* 本文抜粋 *
━━━━━━━━━━━━━━━━━━━━━━━━━━━━━━

判決が確定しているだけでチェコで38名が死亡し、他にも多数がメタノール中毒により病院に搬送された。
この時に出回った有毒な酒により、その後も長期にわたり被害が出た。
この事件が発覚するまで、チェコにおける酒の販売システムはあまり適切に機能しておらず、出所の怪しい酒が市場に出回るのを防ぐことができていなかった。
2012年の9月6日より、チェコの北東部地域でウォッカやラム酒などの酒を飲んで体調不良になる住民が現れ、数名の死者が出た。
9月14日までに死者が19名に達し、毒性のあるメタノールが入った安価な密造酒が原因であると推測された。
その後、短期間で判明した数のみでも死者は38名となり、目が見えなくなるなどの重い後遺症を患う被害者も出た。
被害は主にモラヴィア地域で発生し、被害にあったものの生還した者が80名ほどいた。
キオスクや露店などで頼んだ酒を飲んで体調不良を起こした者もいれば、店舗で購入した瓶を持ち帰って飲用して中毒を起こした者もいた。
密造酒ではない正規のラベルがついた酒だと思って購入したと述懐する者もいたという。
9月16日にはスロバキアの東部でチェコ製のスリヴォヴィッツを飲んだ8名が体調不良で病院に搬送された。
9月17日時点でポーランドでもメタノール中毒による死者が4名発生し、うち数件はチェコの密造酒との関連性が疑われるものであった。
チェコ政府は中央緊急対策委員会を設置し、2012年9月12日をもって食料品を扱う露店でアルコール度数30%以上の蒸留酒を売ることを禁止した。
9月14日には規定が拡大され、アルコール度数20%以上の全ての酒類の販売が禁止された。
9月20日にはこうした製品の輸出も禁止となった。
蒸留酒の販売制限は2012年9月27日に解除された。

━━━━━━━━━━━━━━━━━━━━━━━━━━━━━━

* 所与の記録 *
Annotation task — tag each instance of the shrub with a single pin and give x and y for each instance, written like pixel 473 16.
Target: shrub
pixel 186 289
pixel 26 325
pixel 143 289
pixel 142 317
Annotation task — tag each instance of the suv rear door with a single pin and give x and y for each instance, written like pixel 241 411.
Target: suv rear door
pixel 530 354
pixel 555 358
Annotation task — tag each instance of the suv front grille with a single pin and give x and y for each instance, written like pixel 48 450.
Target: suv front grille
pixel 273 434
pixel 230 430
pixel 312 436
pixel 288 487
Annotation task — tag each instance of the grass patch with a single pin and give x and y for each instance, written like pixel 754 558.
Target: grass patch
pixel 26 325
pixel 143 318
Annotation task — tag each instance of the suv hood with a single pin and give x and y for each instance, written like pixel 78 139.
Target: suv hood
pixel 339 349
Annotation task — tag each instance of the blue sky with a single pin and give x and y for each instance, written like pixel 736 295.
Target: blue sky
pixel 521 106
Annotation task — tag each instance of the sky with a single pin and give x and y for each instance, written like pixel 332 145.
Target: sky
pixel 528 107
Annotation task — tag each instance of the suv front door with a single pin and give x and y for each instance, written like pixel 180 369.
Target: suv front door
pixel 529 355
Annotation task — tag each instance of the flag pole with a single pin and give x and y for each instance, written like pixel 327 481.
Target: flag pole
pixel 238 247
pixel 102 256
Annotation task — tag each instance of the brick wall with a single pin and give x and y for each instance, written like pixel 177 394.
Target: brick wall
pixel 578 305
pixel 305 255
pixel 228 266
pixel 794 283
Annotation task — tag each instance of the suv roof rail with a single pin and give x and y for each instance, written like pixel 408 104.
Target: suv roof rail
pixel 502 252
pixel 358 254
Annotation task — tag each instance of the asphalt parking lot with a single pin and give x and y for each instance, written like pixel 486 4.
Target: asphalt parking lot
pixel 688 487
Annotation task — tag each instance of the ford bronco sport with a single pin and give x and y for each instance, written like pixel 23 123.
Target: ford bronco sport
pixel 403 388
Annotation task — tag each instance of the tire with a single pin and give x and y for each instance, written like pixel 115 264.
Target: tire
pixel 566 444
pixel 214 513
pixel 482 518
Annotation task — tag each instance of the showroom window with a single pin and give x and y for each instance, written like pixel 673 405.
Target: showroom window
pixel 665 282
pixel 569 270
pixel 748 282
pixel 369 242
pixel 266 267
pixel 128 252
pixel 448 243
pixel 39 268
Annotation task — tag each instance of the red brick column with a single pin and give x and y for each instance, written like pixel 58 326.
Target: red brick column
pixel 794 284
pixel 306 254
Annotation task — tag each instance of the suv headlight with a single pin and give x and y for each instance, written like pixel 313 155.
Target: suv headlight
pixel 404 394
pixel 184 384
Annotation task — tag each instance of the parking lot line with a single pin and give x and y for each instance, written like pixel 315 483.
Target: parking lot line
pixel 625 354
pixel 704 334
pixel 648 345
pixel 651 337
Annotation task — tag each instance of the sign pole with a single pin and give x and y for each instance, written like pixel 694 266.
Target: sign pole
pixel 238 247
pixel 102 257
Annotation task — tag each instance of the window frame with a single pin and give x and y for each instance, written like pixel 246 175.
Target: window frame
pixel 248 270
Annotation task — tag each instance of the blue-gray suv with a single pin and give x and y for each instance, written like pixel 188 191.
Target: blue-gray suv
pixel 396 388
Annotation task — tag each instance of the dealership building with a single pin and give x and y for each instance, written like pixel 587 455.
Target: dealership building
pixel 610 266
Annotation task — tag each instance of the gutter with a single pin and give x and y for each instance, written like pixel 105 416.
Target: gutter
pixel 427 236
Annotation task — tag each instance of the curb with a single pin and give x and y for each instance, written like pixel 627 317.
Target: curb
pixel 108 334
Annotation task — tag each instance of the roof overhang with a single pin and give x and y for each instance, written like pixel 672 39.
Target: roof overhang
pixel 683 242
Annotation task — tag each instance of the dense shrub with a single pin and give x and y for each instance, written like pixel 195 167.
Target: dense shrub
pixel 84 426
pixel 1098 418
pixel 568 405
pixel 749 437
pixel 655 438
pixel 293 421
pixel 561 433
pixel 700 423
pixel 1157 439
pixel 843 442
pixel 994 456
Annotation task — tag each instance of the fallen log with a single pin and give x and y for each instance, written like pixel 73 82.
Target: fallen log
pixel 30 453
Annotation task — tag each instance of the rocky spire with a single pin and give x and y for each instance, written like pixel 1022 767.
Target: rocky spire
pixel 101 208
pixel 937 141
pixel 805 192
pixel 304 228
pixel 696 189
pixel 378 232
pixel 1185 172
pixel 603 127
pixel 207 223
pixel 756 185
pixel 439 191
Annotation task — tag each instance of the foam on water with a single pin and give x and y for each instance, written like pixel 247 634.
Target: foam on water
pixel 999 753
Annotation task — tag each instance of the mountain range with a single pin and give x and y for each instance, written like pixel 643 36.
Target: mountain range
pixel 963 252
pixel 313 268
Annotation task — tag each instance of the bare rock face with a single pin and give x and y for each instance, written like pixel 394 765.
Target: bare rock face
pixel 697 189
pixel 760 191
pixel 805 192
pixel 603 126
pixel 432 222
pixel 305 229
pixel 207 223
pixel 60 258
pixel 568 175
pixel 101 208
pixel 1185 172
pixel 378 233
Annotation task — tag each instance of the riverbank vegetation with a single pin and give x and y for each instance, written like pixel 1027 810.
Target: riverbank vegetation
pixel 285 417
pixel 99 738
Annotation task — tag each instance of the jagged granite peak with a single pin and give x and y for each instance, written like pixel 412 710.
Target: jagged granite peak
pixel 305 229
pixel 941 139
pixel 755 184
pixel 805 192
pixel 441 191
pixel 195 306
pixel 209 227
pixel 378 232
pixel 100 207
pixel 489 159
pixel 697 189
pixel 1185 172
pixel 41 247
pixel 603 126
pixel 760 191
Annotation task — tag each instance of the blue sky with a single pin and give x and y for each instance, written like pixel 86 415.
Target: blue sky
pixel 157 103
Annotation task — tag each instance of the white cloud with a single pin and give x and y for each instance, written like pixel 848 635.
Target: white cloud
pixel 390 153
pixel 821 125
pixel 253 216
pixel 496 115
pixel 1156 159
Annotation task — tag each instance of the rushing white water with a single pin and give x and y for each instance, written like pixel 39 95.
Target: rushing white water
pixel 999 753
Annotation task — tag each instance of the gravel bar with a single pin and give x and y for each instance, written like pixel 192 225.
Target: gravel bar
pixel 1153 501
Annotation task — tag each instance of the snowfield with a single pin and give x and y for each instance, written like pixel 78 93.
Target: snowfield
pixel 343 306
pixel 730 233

━━━━━━━━━━━━━━━━━━━━━━━━━━━━━━

* 作業内容 *
次の(a)〜(c)の各記述が本文抜粋と一致するかを「はい」か「いいえ」で答え、判断の決め手となる本文抜粋の語句を一字一句違えずに引用せよ。(a) 9月14日には、アルコール度数20%以上の全ての酒類の販売が禁止された。(b) 被害にあったものの生還した者は38名ほどであった。(c) 9月16日、スロバキアの西部でチェコ製の酒を飲んだ8名が病院に搬送された。

* 解答 *
(a) はい:「9月14日には規定が拡大され、アルコール度数20%以上の全ての酒類の販売が禁止された」
(b) いいえ:「被害にあったものの生還した者が80名ほどいた」
(c) いいえ:「9月16日にはスロバキアの東部でチェコ製のスリヴォヴィッツを飲んだ8名が体調不良で病院に搬送された」